### Task instructions
A - According to the operator learning documentation, which two operator learning architectures does AI4Plasma provide?
B - Pick up the operator learning documentation after its final line and keep writing.

### Selected extract

2. Operator Learning

This document provides comprehensive examples demonstrating the use of neural operators for learning mappings between infinite-dimensional function spaces. Neural operators are powerful tools for solving parametric PDEs, surrogate modeling, and physics-informed machine learning tasks.

2.1. Overview

Operator Learning aims to learn mappings between function spaces rather than finite-dimensional vectors. Given input functions (or fields) and their corresponding output functions, neural operators learn the underlying operator \(\mathcal{G}: \mathcal{U} \to \mathcal{V}\) that maps from input function space \(\mathcal{U}\) to output function space \(\mathcal{V}\).

2.1.1. Why Operator Learning?

Traditional neural networks learn point-wise mappings. Operator learning provides several advantages:

Discretization Invariance: Train on one mesh, evaluate on another
Generalization: Learn families of solutions parameterized by input functions
Efficiency: Solve parametric PDEs without multiple FEM/FDM simulations
Physical Insight: Capture underlying operator structure

2.1.2. Available Implementations

AI4Plasma provides two operator learning architectures:

DeepONet: Universal approximator for nonlinear operators
DeepCSNet: Specialized network for electron-impact cross section prediction

2.2. Common Setup

All scripts can be executed from the repository root directory. Most examples share common features:

Device Selection: Automatically choose CPU/GPU via ai4plasma.config.DEVICE
Reproducibility: Fix random seeds via ai4plasma.utils.common.set_seed
Performance Metrics: Report relative L2 error for validation
Timing: Monitor training and inference time using ai4plasma.utils.common.Timer

2.2.1. Hardware Configuration

from ai4plasma.utils.device import check_gpu
from ai4plasma.config import DEVICE

if check_gpu(print_required=True):
    DEVICE.set_device(0)  # Use first GPU
else:
    DEVICE.set_device(-1)  # Fall back to CPU

2.3. DeepONet (Deep Operator Network)

2.3.1. Theory

DeepONet [1] learns operators \(\mathcal{G}: u(\cdot) \to \mathcal{G}(u)(\cdot)\) by leveraging the universal approximation theorem for operators. The key insight is to represent the output function as:

\[ \mathcal{G}(u)(y) \approx \sum_{k=1}^{p} b_k(u) \cdot t_k(y) + b_0 \]

where:

\(u\) is the input function (discretized as sensors)

[Records from a collection]
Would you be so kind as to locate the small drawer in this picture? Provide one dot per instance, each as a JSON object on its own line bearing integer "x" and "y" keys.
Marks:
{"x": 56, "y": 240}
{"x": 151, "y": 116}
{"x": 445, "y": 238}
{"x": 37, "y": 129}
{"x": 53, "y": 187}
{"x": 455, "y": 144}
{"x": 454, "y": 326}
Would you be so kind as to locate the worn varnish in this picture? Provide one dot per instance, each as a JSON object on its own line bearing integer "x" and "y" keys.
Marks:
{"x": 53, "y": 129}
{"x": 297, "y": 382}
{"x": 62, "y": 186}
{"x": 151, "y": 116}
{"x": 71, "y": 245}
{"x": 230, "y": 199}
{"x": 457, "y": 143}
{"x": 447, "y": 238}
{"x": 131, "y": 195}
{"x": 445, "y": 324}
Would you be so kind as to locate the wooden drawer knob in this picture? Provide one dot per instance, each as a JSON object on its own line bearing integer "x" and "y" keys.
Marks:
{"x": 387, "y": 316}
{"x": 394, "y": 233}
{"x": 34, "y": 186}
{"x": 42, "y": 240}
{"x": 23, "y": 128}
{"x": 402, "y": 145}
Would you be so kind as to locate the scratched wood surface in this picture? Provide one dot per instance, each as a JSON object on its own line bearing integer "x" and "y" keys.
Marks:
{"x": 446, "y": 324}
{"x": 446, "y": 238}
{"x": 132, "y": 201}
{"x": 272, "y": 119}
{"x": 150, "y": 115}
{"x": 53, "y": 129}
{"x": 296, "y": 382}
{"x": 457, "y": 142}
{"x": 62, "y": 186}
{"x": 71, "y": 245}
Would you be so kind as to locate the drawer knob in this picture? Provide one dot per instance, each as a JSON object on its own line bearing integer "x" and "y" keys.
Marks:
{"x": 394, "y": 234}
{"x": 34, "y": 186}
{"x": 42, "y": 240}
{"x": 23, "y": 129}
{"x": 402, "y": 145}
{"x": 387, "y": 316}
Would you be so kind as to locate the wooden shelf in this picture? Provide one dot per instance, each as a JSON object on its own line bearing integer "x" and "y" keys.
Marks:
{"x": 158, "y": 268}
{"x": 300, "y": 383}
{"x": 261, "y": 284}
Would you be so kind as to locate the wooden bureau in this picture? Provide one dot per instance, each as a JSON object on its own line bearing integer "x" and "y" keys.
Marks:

### Exercise answers
A - DeepONet and DeepCSNet.

B -
\(y\) is the evaluation location
\(b_k(u)\) are basis functions from the branch network (depend on input function)
\(t_k(y)\) are basis functions from the trunk network (depend on location)
\(b_0\) is a learnable bias term

2.3.2. Architecture

Input Function u --> [Branch Net] --> b = [b₁, b₂, ..., bₚ]
                                              |
                                              | Inner Product
                                              |
Location y      --> [Trunk Net]  --> t = [t₁, t₂, ..., tₚ]
                                              ↓
                                        G(u)(y) = b·t + b₀

Branch Network options:

FNN: For 1D functions or feature vectors
CNN: For 2D/3D field inputs (images, spatial distributions)

Trunk Network:

Typically FNN processing spatial/temporal coordinates

2.3.3. Examples

2.3.3.1. 1. One-Dimensional Poisson Equation

File: app/operator/deeponet/solve_1d_poisson.py

Problem: Learn the solution operator for the 1D Poisson equation family:

\[ -\frac{d^2 u}{dx^2} = f(x) = v \pi^2 \sin(\pi x), \quad x \in [-1, 1] \]

with analytical solution \(u(x) = v \sin(\pi x)\).

Features:

Branch input: scalar parameter \(v\) (amplitude)
Trunk input: spatial coordinate \(x\)
Simple FNN networks for both branch and trunk
Ideal for quick testing and verification

Network Configuration:

branch_layers = [1, 10, 10, 10, 10]  # Input: v (1D)
trunk_layers = [1, 10, 10, 10, 10]   # Input: x (1D)

Training Data:

5 training parameters: \(v \in \{2, 4, 6, 8, 10\}\)
40 spatial evaluation points
Test on unseen \(v = 5.5\)

Run:

python app/operator/deeponet/solve_1d_poisson.py

Expected Output:

Training progress with loss values
Final L2 relative error: typically < 1e-3
Total runtime: ~10-30 seconds (depending on hardware)

2.3.3.2. 2. One-Dimensional Poisson with Batch Training

File: app/operator/deeponet/solve_1d_poisson_batch.py

Purpose: Demonstrate batch-wise training with DataLoader for larger datasets.

Key Differences:

Uses batch_size=5 with PyTorch DataLoader
Training data: 20 parameters uniformly spaced in \([1, 20]\)
Demonstrates scalability to larger datasets

Features:

Efficient memory management for large datasets
Shuffling and batching capabilities
Same PDE as solve_1d_poisson.py but with more training data

Run:

python app/operator/deeponet/solve_1d_poisson_batch.py

2.3.3.3. 3. Two-Dimensional Poisson Equation

File: app/operator/deeponet/solve_2d_poisson.py

Problem: Learn the solution operator for 2D Poisson equation:

\[ -\Delta u(x,y) = f(x,y) = 2v\pi^2 \sin(\pi x)\sin(\pi y), \quad (x,y) \in [0,1]^2 \]

with analytical solution \(u(x,y) = v \sin(\pi x)\sin(\pi y)\).

Features:

Branch input: scalar parameter \(v\)
Trunk input: 2D coordinates \((x, y)\)
Tests generalization to higher-dimensional spaces
Evaluation on Cartesian grid (\(32 \times 32\) points)

Network Configuration:

branch_layers = [1, 32, 32, 32]   # Input: v (1D parameter)
trunk_layers = [2, 32, 32, 32]    # Input: (x,y) coordinates

Training Data:

10 training parameters uniformly spaced in \([1, 10]\)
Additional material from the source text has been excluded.